Selected text:
There is a happy medium, and I promise these books are worth reading, even if you have to go through some pain to get there. One of my favorite series of books is the Anne of Green Gables series, by L.M. Montgomery. If you’ve read the first three, you know that many of the “tragedies” in Anne’s life are simply the mishaps of a young mischief-magnet. She grows up, matures, and gets her prince charming, right? Well. . . If you read the whole series (and there are eight books, ending when her children are adults), you get sucked into World War I. And although there is a new romance between Anne’s youngest daughter and a friend-turned-soldier, there is tragedy as well. I won’t spoil it; please read the books yourselves. But to people actually living through World War I, don’t you think they appreciated reading something in which the young heroine-turned-mother suffered, grieved, yet survived like the rest of the world? Yes, it would have been much happier if her family had escaped the horrors of war, but I know I would not have been so moved, so drawn back to them again and again, if that tragic element had not been there.

To boil it all down, it’s fine if the princess gets her prince charming, but I won’t complain—actually, I’ll keep turning the pages hours after I should have gone to sleep—if she has to go through hell to get him.

Apparently, I Have A Conflicted Personality

They say you write what you know.

Well, maybe not you specifically, but I know I’m guilty.

I can’t help turning my life into stories. There I am, walking along, minding my own business, when I realize I’m narrating what I’m doing. But instead of carrying a bag of groceries into my condo, maybe I’m a World War II nurse with an armful of gauze and blankets for my patients. Or maybe the phone rings in the middle of the night. It’s someone dialing the wrong number, but I can’t help wondering, What if that had been the call that no one wants to receive, that something terrible happened to a loved one?

Years ago, that very situation happened, and instead of going back to sleep, I lay awake all night, constructing a new story. I built it around what might have happened. Since the catalyst was something that actually happened to me, it was hard not to give the main character some of my own attributes. Sure, I made her older, gave her a different job, changed her appearance, let her live in my dream house, but to take it from a theoretical “what if” to the story I’d imagined, the main character turned out a lot like me.

Tasks for this exercise:
1. Answer these questions from the passage on books and storytelling.
(a) How many books are in the Anne of Green Gables series?
(b) Which war do readers of the whole series end up in?
(c) When carrying groceries, what does the writer picture being instead?
2. Copy part of the passage on books and storytelling word for word. Begin at the words "They say you" and stop after "a loved one?".

Data supplied:
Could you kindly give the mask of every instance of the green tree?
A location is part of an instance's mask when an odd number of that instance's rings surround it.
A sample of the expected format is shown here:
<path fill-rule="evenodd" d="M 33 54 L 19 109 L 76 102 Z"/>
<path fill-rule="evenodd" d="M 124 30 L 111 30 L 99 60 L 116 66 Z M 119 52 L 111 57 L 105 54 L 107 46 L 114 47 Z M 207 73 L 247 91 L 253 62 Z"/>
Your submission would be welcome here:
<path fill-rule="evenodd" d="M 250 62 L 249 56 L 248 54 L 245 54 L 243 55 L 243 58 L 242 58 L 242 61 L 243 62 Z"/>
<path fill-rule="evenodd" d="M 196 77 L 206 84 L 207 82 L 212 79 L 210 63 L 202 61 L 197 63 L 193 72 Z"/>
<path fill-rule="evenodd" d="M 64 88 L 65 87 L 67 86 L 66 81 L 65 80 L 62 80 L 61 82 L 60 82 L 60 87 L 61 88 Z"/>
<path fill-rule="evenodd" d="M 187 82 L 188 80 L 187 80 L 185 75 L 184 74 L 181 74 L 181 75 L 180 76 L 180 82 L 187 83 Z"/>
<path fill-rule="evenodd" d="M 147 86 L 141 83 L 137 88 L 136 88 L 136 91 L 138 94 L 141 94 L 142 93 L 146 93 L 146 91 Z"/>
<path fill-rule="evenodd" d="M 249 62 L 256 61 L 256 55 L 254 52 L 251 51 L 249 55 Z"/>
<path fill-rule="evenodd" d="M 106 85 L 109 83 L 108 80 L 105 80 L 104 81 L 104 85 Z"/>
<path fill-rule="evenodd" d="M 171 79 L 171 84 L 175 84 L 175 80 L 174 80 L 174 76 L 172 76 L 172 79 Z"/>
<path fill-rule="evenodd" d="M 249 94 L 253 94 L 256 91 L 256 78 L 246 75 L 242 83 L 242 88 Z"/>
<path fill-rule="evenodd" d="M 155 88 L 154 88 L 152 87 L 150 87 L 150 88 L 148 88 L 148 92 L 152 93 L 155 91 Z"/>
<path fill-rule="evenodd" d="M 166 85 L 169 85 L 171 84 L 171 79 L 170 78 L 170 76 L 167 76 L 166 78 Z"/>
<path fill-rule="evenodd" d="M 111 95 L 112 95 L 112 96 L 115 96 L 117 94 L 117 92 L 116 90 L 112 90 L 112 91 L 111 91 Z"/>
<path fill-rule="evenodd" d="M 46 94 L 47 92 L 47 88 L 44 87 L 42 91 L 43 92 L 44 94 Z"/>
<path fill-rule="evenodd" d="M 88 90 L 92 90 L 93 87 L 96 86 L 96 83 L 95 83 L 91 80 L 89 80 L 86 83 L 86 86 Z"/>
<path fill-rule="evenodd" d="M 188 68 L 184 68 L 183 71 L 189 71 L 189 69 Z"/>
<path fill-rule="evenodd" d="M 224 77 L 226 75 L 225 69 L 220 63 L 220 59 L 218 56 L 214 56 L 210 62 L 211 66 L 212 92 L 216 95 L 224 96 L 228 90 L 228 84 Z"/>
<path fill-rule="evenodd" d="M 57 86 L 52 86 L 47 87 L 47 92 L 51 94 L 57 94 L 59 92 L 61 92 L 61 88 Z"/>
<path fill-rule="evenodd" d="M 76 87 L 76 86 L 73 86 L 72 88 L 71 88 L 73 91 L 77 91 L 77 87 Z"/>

Responses to the tasks:
1.
(a) Eight.
(b) World War I.
(c) A World War II nurse with an armful of gauze and blankets for patients.

2.
They say you write what you know.

Well, maybe not you specifically, but I know I’m guilty.

I can’t help turning my life into stories. There I am, walking along, minding my own business, when I realize I’m narrating what I’m doing. But instead of carrying a bag of groceries into my condo, maybe I’m a World War II nurse with an armful of gauze and blankets for my patients. Or maybe the phone rings in the middle of the night. It’s someone dialing the wrong number, but I can’t help wondering, What if that had been the call that no one wants to receive, that something terrible happened to a loved one?